## EXERCISE DETAILS
Which lines of the material below contain the string "wavy"? Find each one, matching case exactly, and copy those lines in full.

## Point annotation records
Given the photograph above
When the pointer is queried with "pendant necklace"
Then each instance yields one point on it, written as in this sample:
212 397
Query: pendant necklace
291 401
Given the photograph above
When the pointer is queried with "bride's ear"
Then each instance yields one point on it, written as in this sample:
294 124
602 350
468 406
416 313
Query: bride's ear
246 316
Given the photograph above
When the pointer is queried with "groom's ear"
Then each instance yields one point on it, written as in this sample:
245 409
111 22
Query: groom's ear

* * *

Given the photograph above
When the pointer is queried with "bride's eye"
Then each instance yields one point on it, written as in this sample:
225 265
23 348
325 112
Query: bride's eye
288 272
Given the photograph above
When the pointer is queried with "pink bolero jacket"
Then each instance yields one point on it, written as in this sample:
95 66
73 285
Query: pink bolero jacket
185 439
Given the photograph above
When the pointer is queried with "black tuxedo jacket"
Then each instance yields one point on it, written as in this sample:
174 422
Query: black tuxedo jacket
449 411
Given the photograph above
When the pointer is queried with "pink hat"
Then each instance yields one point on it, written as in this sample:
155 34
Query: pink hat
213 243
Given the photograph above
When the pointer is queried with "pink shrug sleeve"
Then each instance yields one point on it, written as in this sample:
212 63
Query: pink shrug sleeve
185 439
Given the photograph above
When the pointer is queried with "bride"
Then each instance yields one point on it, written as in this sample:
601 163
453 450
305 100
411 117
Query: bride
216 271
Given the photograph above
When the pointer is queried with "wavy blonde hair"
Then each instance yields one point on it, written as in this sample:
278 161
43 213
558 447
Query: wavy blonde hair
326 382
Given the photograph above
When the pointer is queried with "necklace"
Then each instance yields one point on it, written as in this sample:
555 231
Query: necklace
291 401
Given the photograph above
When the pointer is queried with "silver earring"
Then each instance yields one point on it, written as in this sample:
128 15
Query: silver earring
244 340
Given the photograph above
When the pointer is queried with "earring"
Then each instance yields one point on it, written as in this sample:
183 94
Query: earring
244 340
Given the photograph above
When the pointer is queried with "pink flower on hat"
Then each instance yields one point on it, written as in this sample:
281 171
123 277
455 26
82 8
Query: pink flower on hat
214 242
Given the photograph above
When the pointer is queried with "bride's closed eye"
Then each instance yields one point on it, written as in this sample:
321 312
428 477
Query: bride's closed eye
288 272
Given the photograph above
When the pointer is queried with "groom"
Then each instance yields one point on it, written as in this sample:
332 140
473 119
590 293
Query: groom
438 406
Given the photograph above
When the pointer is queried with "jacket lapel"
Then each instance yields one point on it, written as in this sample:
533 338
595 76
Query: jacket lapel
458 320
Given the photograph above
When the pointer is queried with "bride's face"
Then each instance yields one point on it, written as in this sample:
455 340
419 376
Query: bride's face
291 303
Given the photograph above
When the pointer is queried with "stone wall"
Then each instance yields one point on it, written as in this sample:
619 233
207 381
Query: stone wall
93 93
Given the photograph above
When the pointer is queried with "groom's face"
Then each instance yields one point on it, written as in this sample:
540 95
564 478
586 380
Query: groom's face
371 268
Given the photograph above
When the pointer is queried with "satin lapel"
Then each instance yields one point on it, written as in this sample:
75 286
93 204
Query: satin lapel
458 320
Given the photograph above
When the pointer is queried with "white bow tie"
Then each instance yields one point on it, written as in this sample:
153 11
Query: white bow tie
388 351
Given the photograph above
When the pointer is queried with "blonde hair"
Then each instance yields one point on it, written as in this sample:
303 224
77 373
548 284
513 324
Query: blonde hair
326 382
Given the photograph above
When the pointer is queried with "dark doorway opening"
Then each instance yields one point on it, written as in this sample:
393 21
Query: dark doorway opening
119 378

==

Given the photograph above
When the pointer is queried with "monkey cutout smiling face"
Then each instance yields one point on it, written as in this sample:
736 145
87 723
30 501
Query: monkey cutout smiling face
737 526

## ANSWER TO THE TASK
When the pointer is queried with "wavy blonde hair"
Query: wavy blonde hair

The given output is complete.